- EXERCISE AIM
Write out the records verbatim from their first line through the line containing "<point>1246,768</point>", including both of those lines.

(Excerpts from a location annotation dataset)
+-------+

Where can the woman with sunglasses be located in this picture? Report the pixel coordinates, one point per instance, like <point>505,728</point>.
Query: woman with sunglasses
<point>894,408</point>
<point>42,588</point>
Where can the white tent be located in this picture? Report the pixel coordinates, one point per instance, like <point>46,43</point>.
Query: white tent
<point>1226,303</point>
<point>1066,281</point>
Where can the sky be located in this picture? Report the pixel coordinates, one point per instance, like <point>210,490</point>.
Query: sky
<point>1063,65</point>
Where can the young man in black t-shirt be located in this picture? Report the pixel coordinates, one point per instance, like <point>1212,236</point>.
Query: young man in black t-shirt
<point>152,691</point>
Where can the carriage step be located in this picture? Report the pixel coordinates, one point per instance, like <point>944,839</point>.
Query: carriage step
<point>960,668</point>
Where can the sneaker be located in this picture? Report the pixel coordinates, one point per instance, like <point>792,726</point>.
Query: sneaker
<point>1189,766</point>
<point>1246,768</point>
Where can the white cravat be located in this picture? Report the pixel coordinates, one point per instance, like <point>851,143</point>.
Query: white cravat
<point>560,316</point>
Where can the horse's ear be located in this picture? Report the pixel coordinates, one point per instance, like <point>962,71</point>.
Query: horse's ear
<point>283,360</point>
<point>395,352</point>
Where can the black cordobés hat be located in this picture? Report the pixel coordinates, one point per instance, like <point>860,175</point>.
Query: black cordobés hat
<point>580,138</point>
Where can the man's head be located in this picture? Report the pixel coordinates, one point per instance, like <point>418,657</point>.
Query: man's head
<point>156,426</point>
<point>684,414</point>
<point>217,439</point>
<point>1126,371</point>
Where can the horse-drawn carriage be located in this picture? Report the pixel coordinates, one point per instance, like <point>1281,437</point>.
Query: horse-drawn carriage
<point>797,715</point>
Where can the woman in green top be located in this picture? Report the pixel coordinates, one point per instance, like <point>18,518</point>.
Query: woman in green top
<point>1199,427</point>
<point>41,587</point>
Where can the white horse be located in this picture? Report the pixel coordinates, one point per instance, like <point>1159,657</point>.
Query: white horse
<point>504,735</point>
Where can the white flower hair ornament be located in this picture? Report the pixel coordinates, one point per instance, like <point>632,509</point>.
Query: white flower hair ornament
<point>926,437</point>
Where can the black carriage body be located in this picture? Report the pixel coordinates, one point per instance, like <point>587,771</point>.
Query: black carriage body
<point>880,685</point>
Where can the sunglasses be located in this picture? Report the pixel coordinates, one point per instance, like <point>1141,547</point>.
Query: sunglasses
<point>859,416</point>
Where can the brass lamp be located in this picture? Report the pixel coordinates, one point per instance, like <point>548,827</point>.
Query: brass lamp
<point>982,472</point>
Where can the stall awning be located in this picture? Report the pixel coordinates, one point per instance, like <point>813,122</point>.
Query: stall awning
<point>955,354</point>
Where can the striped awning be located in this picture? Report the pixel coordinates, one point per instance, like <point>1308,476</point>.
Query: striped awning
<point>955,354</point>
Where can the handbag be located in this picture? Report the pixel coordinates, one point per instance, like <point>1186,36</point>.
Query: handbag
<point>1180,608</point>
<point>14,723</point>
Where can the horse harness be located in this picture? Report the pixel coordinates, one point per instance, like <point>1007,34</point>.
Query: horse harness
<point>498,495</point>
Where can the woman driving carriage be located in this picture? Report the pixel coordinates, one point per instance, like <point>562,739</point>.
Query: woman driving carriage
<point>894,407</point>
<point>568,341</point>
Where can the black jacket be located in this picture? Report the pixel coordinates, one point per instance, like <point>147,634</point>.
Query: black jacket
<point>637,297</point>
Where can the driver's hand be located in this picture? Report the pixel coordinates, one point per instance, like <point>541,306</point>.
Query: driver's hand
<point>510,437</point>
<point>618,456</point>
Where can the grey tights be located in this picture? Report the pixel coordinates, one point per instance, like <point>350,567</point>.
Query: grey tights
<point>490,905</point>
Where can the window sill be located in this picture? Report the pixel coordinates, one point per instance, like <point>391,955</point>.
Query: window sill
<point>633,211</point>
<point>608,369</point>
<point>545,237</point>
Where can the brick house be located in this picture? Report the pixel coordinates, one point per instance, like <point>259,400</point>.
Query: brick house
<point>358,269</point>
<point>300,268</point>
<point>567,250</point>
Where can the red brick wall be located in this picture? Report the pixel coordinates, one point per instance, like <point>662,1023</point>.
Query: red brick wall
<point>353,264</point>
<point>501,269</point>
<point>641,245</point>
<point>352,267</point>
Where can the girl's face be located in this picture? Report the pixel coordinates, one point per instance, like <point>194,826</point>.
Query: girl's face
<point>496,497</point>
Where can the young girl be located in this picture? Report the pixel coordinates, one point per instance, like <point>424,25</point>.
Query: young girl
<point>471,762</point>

+-------+

- FINAL ANSWER
Where can the woman with sunglasses be located in this picture? Report the pixel coordinates, one point per instance, like <point>505,728</point>.
Query: woman with sunglasses
<point>894,408</point>
<point>42,588</point>
Where can the white tent be located in this picture? Report the pixel coordinates, one point per instance, like <point>46,43</point>.
Query: white tent
<point>1226,303</point>
<point>1066,281</point>
Where can the sky be located in this picture? Report the pixel coordinates, one point per instance, like <point>210,490</point>.
Query: sky
<point>1063,65</point>
Where can the young man in black t-shirt be located in this picture? Report the pixel coordinates, one point per instance, like <point>1212,236</point>.
Query: young man in black t-shirt
<point>152,691</point>
Where can the carriage step be located in this picture? Report the pixel coordinates, one point per instance, like <point>944,839</point>.
Query: carriage step
<point>960,668</point>
Where can the sneaker be located in this picture? Report the pixel coordinates, one point per instance, like <point>792,726</point>.
Query: sneaker
<point>1189,766</point>
<point>1246,768</point>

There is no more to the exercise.